GOAL:
Pull out every line of the material below that contains the string "belly". Case counts.

==== MATERIAL PROVIDED

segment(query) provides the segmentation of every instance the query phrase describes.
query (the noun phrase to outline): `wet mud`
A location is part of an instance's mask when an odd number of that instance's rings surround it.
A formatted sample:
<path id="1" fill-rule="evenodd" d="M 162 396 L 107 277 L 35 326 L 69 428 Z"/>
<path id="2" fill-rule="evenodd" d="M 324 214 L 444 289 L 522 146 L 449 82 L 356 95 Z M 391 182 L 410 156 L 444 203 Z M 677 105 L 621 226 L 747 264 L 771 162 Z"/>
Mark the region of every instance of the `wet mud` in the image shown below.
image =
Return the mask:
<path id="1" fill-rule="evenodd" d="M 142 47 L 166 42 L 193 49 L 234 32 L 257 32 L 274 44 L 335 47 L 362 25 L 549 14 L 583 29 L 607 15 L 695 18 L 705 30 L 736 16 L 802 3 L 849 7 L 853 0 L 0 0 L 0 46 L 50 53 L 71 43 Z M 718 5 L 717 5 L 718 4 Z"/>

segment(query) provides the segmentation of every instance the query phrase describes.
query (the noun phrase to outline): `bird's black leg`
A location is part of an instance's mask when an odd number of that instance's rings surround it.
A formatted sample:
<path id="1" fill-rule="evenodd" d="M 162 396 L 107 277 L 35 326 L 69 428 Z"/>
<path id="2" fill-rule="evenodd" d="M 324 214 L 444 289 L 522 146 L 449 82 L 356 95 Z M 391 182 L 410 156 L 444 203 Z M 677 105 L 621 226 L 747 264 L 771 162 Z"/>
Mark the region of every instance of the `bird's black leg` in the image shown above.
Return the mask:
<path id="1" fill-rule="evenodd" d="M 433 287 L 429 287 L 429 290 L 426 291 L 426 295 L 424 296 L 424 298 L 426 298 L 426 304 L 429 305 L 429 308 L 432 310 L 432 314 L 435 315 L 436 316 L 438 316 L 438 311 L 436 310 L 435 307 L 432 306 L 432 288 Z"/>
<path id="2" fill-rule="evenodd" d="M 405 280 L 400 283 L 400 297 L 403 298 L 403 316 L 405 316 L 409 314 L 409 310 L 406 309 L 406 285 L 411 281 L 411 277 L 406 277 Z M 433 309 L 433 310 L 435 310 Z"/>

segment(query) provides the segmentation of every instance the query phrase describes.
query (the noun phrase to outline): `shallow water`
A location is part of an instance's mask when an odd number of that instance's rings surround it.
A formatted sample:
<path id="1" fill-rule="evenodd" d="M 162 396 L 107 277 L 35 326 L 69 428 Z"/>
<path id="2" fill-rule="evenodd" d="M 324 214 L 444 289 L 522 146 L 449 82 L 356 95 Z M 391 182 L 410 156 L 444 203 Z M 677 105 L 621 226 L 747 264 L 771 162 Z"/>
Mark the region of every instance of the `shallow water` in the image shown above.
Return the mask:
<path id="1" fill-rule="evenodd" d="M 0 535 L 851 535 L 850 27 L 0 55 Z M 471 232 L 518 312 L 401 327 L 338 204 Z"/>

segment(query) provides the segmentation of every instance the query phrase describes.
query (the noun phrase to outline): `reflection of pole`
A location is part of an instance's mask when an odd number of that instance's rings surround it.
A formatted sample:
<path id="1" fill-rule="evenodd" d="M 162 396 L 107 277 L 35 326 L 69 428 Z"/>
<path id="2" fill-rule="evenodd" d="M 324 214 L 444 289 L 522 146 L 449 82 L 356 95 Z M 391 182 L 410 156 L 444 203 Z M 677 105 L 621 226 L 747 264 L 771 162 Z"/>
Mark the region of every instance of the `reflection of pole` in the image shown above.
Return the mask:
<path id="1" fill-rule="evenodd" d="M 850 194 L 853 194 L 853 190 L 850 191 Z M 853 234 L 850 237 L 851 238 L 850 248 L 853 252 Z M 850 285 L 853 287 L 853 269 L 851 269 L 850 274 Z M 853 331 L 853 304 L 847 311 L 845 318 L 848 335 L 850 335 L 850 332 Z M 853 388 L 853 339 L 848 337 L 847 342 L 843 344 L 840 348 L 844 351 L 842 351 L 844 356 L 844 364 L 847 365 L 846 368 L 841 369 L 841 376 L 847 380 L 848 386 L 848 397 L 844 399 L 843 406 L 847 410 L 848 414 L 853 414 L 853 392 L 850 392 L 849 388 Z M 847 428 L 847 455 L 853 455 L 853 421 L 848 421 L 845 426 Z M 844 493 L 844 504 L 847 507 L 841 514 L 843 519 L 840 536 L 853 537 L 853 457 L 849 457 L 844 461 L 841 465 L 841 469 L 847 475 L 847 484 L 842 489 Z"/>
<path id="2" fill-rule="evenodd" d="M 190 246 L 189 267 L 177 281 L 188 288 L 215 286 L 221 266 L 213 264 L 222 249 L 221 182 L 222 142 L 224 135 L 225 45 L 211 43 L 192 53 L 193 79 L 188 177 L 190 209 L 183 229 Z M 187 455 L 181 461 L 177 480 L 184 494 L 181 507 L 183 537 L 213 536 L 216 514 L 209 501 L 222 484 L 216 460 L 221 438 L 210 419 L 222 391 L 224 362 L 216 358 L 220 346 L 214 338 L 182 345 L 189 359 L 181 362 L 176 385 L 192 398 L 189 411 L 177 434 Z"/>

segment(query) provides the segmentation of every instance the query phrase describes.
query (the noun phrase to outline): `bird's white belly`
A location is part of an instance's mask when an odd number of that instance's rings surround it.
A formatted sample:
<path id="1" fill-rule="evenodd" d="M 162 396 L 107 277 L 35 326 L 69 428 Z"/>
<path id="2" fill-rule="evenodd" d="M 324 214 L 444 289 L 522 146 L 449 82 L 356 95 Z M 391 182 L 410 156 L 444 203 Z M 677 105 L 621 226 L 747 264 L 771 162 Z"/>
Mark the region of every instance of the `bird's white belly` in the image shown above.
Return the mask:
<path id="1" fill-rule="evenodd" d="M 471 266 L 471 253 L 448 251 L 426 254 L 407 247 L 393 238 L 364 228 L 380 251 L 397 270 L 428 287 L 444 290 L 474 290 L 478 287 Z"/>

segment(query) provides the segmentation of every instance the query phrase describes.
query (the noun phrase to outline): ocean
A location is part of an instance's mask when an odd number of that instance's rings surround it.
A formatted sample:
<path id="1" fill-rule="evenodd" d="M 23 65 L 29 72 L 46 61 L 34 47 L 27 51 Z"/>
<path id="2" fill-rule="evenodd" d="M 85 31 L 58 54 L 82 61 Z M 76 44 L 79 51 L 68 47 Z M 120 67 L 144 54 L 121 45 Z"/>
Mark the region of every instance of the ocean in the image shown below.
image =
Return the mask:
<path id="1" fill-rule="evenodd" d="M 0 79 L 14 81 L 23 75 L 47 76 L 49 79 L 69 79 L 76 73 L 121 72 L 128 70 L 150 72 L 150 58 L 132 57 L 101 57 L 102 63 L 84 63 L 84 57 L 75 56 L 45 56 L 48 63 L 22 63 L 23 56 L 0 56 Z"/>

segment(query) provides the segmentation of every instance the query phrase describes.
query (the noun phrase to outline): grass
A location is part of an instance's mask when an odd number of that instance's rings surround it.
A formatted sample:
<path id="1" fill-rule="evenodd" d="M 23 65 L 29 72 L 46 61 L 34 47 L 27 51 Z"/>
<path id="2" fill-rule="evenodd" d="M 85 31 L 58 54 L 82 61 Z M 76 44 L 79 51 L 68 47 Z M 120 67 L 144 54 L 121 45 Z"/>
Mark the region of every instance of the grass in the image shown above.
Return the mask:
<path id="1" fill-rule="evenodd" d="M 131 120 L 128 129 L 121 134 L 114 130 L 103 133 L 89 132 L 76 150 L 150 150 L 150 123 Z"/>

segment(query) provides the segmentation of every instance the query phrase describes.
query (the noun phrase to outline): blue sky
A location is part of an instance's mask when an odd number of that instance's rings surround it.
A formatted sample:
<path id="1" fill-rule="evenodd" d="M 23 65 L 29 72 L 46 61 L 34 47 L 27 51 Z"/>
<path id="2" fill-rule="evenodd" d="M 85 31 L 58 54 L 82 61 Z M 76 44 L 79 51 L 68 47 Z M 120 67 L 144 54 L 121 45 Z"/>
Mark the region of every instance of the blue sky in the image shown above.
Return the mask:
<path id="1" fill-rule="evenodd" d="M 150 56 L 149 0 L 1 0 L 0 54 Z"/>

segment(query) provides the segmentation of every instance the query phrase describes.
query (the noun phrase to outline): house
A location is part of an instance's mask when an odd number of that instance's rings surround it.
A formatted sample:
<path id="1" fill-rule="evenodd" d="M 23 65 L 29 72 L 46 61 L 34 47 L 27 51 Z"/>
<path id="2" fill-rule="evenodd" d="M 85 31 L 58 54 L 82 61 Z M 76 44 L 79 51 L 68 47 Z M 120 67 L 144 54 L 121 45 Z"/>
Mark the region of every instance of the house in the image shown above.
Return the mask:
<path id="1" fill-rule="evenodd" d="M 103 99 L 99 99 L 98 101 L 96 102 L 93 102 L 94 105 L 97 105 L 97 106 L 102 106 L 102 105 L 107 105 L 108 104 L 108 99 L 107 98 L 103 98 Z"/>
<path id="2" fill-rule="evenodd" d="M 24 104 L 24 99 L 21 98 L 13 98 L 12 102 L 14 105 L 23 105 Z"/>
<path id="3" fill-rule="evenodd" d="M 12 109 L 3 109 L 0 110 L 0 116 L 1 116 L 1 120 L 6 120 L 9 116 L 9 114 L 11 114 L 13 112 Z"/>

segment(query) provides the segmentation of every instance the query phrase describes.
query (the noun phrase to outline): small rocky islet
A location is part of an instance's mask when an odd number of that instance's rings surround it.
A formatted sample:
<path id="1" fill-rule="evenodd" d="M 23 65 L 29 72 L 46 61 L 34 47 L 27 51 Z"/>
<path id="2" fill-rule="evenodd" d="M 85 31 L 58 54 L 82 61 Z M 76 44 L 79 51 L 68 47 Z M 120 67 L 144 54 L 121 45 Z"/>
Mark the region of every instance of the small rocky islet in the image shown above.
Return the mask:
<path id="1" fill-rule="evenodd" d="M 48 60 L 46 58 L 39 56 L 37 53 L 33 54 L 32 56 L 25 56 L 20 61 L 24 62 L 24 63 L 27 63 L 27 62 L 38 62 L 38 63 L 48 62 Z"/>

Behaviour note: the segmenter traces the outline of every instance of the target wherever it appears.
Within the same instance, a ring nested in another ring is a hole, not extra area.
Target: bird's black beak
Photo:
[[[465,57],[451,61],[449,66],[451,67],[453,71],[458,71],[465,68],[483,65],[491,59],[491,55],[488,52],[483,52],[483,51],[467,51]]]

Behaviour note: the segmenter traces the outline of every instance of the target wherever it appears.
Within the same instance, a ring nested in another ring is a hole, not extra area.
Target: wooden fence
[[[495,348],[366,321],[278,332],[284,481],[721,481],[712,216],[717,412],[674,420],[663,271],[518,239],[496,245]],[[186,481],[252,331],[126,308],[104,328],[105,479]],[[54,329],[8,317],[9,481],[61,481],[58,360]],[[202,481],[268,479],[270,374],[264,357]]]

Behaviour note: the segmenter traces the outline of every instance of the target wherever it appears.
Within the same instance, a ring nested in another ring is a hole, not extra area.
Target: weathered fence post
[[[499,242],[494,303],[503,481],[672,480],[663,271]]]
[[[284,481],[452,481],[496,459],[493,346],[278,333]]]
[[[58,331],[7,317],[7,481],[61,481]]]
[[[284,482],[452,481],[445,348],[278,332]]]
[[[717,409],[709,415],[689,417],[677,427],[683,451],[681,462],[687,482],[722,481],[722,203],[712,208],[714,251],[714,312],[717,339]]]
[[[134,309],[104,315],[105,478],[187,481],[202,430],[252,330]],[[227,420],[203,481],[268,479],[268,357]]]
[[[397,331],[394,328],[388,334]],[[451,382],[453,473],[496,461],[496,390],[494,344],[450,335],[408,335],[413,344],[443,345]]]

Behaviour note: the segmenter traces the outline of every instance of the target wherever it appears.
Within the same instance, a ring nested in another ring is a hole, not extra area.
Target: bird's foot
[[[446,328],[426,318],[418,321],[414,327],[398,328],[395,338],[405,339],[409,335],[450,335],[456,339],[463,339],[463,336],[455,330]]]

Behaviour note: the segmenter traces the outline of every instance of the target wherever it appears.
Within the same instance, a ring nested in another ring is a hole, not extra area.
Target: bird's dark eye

========

TASK ANSWER:
query (the noun phrase to outline): `bird's white belly`
Mark the region of every instance of the `bird's white belly` in the image shown above.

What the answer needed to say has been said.